WHAT YOU NEED TO DO
Transcribe each line of the records below exactly, excluding any embedded images.

** Start SOURCE MATERIAL **

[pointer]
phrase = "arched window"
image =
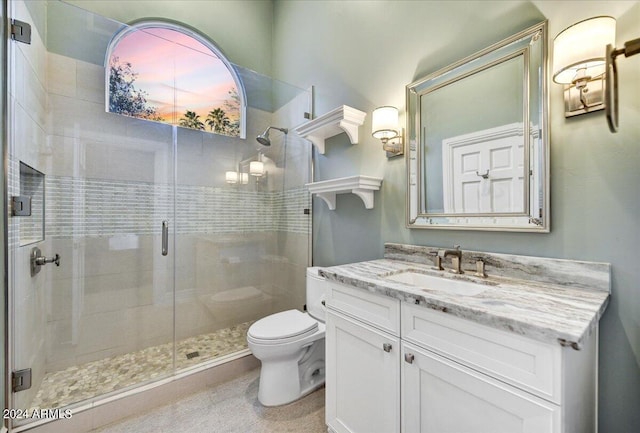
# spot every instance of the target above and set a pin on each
(165, 72)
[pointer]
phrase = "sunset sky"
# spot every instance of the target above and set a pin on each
(176, 71)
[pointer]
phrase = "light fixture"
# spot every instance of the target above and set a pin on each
(585, 61)
(579, 59)
(231, 177)
(256, 168)
(384, 126)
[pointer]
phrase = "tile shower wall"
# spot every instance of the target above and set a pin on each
(240, 251)
(106, 184)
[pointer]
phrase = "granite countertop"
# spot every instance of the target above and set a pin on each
(551, 311)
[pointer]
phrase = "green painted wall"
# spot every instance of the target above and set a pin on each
(363, 53)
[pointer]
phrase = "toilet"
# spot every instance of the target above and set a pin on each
(290, 345)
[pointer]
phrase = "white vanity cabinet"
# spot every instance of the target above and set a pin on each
(362, 361)
(448, 374)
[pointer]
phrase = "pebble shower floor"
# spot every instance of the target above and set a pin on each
(78, 383)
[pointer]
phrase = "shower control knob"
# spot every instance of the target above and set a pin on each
(38, 260)
(44, 260)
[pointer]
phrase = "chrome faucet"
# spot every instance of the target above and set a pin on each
(456, 260)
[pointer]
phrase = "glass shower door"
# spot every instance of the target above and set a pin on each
(101, 188)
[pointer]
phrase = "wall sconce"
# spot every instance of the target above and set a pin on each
(579, 63)
(384, 126)
(231, 177)
(587, 70)
(256, 168)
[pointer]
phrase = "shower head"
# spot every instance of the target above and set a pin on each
(264, 137)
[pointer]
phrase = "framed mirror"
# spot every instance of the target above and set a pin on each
(478, 140)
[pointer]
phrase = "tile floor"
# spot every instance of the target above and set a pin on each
(85, 381)
(232, 407)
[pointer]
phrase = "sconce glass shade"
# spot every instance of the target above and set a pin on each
(256, 168)
(384, 122)
(580, 50)
(231, 177)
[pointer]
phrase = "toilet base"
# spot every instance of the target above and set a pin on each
(279, 383)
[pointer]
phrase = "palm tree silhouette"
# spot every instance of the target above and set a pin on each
(191, 120)
(218, 120)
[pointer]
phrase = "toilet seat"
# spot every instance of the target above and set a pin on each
(283, 327)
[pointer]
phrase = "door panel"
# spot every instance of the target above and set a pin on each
(441, 396)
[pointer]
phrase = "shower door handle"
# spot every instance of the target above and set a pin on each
(165, 237)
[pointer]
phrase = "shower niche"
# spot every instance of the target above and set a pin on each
(29, 205)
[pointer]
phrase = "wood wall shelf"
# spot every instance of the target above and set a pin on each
(342, 119)
(362, 186)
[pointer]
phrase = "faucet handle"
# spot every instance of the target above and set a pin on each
(456, 265)
(437, 259)
(480, 269)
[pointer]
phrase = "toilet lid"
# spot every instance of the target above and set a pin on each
(287, 324)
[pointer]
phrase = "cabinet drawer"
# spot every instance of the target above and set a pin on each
(523, 362)
(377, 310)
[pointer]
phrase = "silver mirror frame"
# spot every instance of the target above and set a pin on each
(531, 220)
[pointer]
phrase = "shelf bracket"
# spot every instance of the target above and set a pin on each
(342, 119)
(362, 186)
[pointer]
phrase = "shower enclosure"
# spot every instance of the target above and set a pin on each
(164, 257)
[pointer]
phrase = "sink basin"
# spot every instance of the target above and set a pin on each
(425, 281)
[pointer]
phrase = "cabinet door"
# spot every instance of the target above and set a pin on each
(442, 396)
(363, 384)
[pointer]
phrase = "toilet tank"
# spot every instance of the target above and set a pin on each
(316, 294)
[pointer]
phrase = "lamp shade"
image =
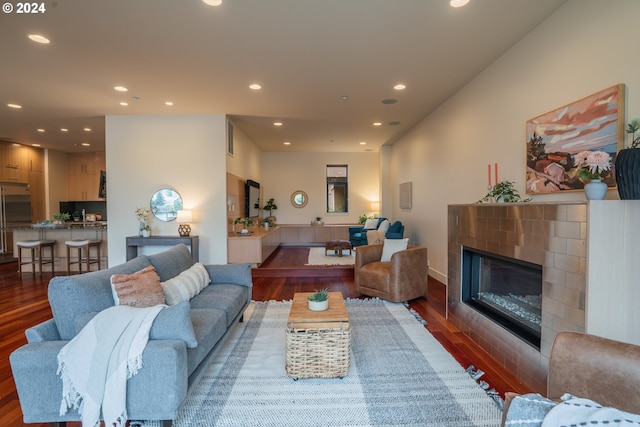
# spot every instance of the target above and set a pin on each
(184, 217)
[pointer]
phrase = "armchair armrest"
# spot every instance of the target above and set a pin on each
(367, 254)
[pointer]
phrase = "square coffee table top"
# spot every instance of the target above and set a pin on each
(302, 317)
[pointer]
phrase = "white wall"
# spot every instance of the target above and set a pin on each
(185, 153)
(246, 161)
(586, 46)
(284, 173)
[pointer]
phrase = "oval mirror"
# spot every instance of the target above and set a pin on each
(165, 204)
(299, 199)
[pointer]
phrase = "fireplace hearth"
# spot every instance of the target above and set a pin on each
(507, 290)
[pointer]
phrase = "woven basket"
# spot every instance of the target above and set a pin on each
(318, 353)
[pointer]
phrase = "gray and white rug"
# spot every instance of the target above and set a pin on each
(399, 376)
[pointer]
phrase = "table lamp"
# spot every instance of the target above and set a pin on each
(183, 219)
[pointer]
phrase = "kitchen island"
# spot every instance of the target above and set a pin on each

** End SOURCE MATERIAL **

EXERCISE SOLUTION
[pointer]
phrase = "arched window"
image =
# spot every instance of the target above and set a pin on each
(165, 72)
[pointer]
phrase = "sunset sky"
# spot every instance of the target above and set a pin on each
(176, 71)
[pointer]
phrase = "light fixture"
# spot every instance of the target above and set a pin on each
(585, 61)
(579, 59)
(231, 177)
(256, 168)
(384, 126)
[pointer]
phrase = "tile shower wall"
# spot every instance of the target above and set a pin on each
(240, 251)
(106, 184)
[pointer]
phrase = "granite countertop"
# spot every instance of the target above and set a pin on each
(551, 311)
[pointer]
phrase = "green painted wall"
# spot every instance of the target above and set a pin on each
(363, 53)
[pointer]
phrase = "toilet"
# spot every instance of the target above and set a pin on each
(290, 345)
[pointer]
phrase = "white vanity cabinet"
# spot every instance of the target above and set a pin on each
(362, 361)
(448, 374)
[pointer]
phrase = "pebble shower floor"
# spot every instance of the target above and set a pin on each
(78, 383)
[pointer]
phrase = "shower control knob"
# spot every instance of the target above and set a pin on each
(38, 260)
(44, 260)
[pointer]
phrase = "chrome faucet"
# spot every instance of the target above and set a pin on each
(456, 260)
[pointer]
phrase = "glass shower door"
# spot every instance of the target above and set a pin on each
(101, 188)
[pointer]
phrase = "wall sconce"
# spot every instance of the target above and set a pin on each
(579, 63)
(384, 126)
(231, 177)
(587, 70)
(256, 168)
[pointer]
phrase = "shower head"
# spot every instance of the target above and set a pin on each
(264, 137)
[pointer]
phrase = "framed mirror"
# spot every instance of the target above and set a pin on each
(478, 140)
[pointer]
phrase = "tile floor"
# spot every instance of the target above and set a pin on each
(85, 381)
(232, 407)
[pointer]
phrase = "sconce glass shade"
# spot every instance of the target above and set a pin on each
(256, 168)
(384, 122)
(580, 50)
(231, 177)
[pointer]
phrase = "toilet base"
# spot every instance of the target above and set a pin on each
(279, 383)
[pointer]
phrase = "palm tree silhouette"
# spot every instance of the target above and set a pin on each
(191, 120)
(218, 120)
[pointer]
phrase = "toilet seat"
# spot every instance of the target above and set a pin on each
(283, 327)
[pointer]
phrase = "door panel"
# spot every instance of the target above and set a pin on each
(441, 396)
[pointer]
phrase = "shower door handle"
# spot every instance of the target above and set a pin on each
(165, 237)
[pointer]
phrase = "shower niche"
# spot every instance of the target above and set a pin on each
(29, 205)
[pointer]
phrase = "wood wall shelf"
# spot every instance of the target above and set a pin on each
(342, 119)
(362, 186)
[pointer]
phrase = "faucet handle"
# spot every instance of the target above and set a pin on each
(456, 265)
(437, 259)
(480, 269)
[pointer]
phrase = "toilet lid"
# spot every instance of the target above and set a pin on each
(287, 324)
[pointer]
phrase = "cabinet drawer"
# spot every instance of the target above and set a pin on each
(523, 362)
(377, 310)
[pointer]
phrase = "silver mirror frame"
# spot every instance of the target above and set a pin on each
(531, 220)
[pointer]
phrase = "shelf bracket"
# spot every instance of the target above and set a pin on each
(342, 119)
(362, 186)
[pointer]
phrase = "shower enclosure"
# spot every instance of the target above and set a pin on each
(164, 257)
[pointer]
phrase = "sink basin"
# spot every instance of the target above and set a pin on each
(425, 281)
[pointer]
phrase = "cabinet door"
# spot every instance of the target above and set a pin on each
(442, 396)
(363, 384)
[pointer]
phrase = "toilet tank"
# spot every instance of the target above and set a pin on each
(316, 294)
[pointer]
phrase = "lamp shade"
image =
# spot every instance of the target above and set a pin on each
(184, 217)
[pointer]
phrase = "armchair armrest"
# spot every instance of the target above and set a pin on each
(367, 254)
[pointer]
phrase = "square coffee table top"
# spot every instance of the target above and set a pin on each
(302, 317)
[pointer]
phrase = "white wall"
# spot every instance of the target above and set a pin on each
(185, 153)
(246, 161)
(586, 46)
(284, 173)
[pointer]
phrase = "oval mirror"
# spot every instance of the target above and set a pin on each
(165, 204)
(299, 199)
[pointer]
phrase = "fireplace hearth"
# spot every instance of the target above and set a pin on each
(507, 290)
[pointer]
phrase = "woven basket"
# spot every instance of the target above and set a pin on each
(318, 353)
[pointer]
phrase = "gray and white rug"
# spot every instance of the target above and set a pin on each
(399, 376)
[pointer]
phrase = "table lamp"
# spot every instance of the target above and set a pin on each
(183, 219)
[pointer]
phrase = "kitchen island"
# spot every instance of the target above and set a pin on each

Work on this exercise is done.